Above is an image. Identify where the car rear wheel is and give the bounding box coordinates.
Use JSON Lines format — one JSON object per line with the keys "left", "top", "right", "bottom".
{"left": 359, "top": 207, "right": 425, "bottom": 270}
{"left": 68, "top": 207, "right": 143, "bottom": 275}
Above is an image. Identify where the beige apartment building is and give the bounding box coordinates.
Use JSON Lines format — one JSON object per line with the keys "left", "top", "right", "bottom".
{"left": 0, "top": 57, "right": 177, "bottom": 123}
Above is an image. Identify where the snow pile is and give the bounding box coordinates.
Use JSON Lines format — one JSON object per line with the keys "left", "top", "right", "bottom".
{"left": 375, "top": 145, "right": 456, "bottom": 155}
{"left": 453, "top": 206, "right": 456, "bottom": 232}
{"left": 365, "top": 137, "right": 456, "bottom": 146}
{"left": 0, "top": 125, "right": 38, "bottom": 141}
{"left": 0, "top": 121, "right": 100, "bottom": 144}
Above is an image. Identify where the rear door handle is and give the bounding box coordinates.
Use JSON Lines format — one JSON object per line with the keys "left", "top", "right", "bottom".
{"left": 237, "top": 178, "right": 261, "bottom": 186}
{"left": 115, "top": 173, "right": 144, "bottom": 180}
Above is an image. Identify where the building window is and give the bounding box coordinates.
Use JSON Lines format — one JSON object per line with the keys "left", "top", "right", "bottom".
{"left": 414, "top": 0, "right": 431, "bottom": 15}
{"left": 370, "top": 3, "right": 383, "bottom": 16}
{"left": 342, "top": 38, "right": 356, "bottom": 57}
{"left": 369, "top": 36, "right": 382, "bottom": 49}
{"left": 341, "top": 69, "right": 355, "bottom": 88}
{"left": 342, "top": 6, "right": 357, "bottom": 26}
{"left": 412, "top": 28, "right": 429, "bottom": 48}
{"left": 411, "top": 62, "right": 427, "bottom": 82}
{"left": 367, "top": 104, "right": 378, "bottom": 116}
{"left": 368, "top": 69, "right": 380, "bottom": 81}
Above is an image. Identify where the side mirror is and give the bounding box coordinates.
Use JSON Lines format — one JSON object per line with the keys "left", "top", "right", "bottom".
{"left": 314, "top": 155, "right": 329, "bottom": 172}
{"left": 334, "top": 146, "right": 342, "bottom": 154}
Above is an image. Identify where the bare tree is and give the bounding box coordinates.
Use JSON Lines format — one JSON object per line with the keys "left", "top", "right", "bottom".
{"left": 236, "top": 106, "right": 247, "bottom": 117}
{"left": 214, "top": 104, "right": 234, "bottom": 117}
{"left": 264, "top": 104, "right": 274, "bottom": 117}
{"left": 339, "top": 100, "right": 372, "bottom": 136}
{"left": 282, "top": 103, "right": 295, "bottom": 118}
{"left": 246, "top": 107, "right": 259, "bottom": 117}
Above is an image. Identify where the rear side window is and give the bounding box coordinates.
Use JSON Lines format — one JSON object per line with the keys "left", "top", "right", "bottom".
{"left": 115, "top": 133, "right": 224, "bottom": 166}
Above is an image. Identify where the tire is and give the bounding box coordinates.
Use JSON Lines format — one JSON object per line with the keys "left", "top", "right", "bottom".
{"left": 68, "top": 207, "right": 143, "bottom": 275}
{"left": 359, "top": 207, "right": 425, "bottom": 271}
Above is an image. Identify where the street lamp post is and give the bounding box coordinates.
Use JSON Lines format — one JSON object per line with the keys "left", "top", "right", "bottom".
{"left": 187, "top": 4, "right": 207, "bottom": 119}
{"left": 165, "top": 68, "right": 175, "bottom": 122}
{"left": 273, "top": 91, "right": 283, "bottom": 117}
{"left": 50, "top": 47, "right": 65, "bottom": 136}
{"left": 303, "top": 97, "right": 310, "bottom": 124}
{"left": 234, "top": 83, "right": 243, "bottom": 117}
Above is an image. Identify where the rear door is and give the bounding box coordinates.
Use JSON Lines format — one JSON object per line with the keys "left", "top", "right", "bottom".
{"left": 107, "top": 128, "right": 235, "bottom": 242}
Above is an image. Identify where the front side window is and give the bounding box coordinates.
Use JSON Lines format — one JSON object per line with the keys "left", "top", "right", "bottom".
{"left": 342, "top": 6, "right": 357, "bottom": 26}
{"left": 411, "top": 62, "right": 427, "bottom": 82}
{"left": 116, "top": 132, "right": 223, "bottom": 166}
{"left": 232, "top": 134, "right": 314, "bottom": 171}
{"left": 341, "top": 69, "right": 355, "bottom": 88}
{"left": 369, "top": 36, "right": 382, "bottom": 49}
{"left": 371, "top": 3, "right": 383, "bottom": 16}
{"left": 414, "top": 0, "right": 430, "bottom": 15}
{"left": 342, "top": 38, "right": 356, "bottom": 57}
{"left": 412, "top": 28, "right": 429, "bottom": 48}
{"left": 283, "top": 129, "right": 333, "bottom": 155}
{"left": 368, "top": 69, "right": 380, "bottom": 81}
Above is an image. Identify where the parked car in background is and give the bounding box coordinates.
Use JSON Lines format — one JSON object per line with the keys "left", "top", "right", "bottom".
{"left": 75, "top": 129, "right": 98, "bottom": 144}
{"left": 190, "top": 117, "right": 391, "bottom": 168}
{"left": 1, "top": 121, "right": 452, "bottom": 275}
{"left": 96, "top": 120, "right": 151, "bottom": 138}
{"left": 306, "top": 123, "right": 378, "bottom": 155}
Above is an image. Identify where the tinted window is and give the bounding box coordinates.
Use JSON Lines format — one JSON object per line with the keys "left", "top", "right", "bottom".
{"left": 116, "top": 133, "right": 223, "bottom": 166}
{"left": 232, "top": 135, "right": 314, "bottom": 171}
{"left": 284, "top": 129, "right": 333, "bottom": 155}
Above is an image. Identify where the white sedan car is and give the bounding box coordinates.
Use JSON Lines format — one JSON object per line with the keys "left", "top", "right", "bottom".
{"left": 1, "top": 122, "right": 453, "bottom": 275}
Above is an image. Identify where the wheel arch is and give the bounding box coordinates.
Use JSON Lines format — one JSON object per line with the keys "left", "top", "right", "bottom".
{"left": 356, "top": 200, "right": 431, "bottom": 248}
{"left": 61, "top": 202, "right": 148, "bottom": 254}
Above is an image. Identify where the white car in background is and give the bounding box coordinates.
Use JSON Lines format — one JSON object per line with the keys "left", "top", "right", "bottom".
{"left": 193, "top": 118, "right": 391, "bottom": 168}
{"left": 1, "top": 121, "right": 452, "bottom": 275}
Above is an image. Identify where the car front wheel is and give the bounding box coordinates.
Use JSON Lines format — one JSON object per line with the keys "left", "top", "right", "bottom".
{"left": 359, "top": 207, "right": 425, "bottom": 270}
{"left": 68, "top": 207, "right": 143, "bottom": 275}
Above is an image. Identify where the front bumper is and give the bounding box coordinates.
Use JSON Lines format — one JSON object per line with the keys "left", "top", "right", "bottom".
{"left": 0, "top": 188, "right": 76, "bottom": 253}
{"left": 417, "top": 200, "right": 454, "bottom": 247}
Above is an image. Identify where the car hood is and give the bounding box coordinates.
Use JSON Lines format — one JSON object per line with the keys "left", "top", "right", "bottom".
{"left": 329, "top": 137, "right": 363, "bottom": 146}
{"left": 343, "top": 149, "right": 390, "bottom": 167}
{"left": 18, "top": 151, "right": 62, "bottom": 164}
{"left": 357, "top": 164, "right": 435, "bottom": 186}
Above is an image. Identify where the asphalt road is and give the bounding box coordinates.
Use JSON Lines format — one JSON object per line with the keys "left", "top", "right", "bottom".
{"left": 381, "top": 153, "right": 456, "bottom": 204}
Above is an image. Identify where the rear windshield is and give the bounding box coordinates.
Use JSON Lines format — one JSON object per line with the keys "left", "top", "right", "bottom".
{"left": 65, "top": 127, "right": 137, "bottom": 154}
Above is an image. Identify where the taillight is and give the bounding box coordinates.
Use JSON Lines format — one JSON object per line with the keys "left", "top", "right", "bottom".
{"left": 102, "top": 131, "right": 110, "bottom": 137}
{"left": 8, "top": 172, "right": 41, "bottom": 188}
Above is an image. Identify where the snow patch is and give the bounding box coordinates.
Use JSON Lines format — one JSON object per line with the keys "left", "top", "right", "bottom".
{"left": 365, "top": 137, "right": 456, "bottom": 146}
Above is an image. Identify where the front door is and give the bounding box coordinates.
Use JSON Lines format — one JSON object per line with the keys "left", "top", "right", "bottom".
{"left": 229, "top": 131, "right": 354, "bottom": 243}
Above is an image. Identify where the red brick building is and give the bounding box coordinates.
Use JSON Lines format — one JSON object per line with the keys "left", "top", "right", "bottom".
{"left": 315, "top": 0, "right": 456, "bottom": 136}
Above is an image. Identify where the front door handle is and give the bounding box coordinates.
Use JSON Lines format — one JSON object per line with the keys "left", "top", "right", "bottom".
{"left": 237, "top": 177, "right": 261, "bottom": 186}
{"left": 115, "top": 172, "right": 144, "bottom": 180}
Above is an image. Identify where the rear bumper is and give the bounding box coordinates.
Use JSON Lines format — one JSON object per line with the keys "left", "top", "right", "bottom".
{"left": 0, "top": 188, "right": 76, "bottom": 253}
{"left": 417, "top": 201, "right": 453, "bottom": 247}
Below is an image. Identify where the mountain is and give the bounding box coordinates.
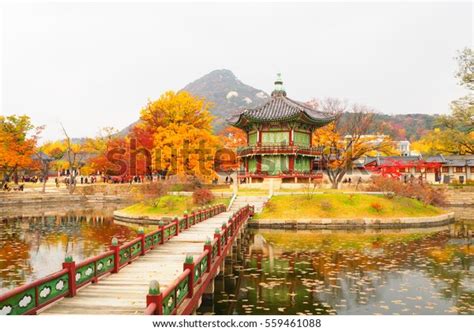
***
■ INSTRUCTIONS TO FOLLOW
Sift the data above for lines with "building", then copy each one.

■ WRITTEN ANSWER
Above is an image. Identify where the beige apartment building is and give the bounding box coordinates.
Above is an image. Identify where the building window is and give the bounding box coordinates.
Above is an image. Identify where the red brick building is and give the bounding box coordinates.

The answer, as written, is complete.